:: Reading passage ::
***

Controls how timestamp gaps in NCS files are handled.
If None (default), a ValueError is raised when gaps are detected, with a
detailed gap report showing the number, size, and location of each gap.
If a float value is provided, gaps smaller than this threshold (in milliseconds)
are ignored, and gaps larger than this threshold create new segments.
Use gap_tolerance_ms=0.0 to segment on all detected gaps.
strict_gap_mode : bool | None, default: None
.. deprecated::
Use ``gap_tolerance_ms`` instead. Will be removed in version 0.16.
If explicitly set, uses legacy gap detection behavior:
strict_gap_mode=True uses tight tolerance (0.2 sample intervals),
strict_gap_mode=False uses loose tolerance (quarter of 512-sample packet).
Notes
-----
* This IO supports NCS, NEV, NSE and NTT file formats (not NVT or NRD yet)
* These variations of header format and possible differences between the stated sampling frequency
and actual sampling frequency can create apparent time discrepancies in .Ncs files. Additionally,
the Neuralynx recording software can start and stop recording while continuing to write samples
to a single .Ncs file, which creates larger gaps in the time sequences of the samples.
* This RawIO attempts to correct for these deviations where possible and present a single section of
contiguous samples with one sampling frequency, t_start, and length for each .Ncs file. These
sections are determined by the NcsSectionsFactory class. In the
event the gaps are larger, this RawIO only provides the samples from the first section as belonging
to one Segment.
Examples
--------
>>> import neo.rawio
>>> reader = neo.rawio.NeuralynxRawIO(dirname='Cheetah_v5.5.1/original_data')
>>> reader.parse_header()
Inspect all files in the directory.
>>> print(reader)
Display all information about signal channels, units, segment size....
"""
extensions = ["nse", "ncs", "nev", "ntt", "nvt", "nrd"] # nvt and nrd are not yet supported
rawmode = "one-dir"

***

:: Dataset content ::
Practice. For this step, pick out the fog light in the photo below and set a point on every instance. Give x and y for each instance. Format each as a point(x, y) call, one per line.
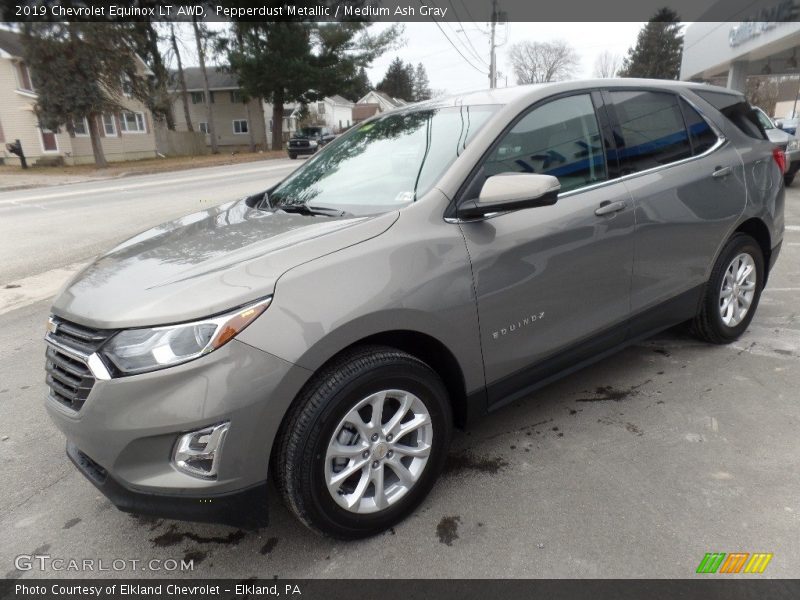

***

:: Brief 1 ::
Answer from the Neuralynx docstring:
(a) What happens by default when timestamp gaps are detected?
(b) In which version will strict_gap_mode be removed?
(c) Which two file formats does this IO not support yet?
:: Brief 2 ::
Return the stretch of the Neuralynx docstring from "Controls how timestamp" through "threshold (in milliseconds)", copied word for word.
The data above are not needed here.

:: Finished answer 1 ::
(a) A ValueError is raised, with a detailed gap report showing the number, size, and location of each gap.
(b) Version 0.16.
(c) NVT and NRD.

:: Finished answer 2 ::
Controls how timestamp gaps in NCS files are handled.
If None (default), a ValueError is raised when gaps are detected, with a
detailed gap report showing the number, size, and location of each gap.
If a float value is provided, gaps smaller than this threshold (in milliseconds)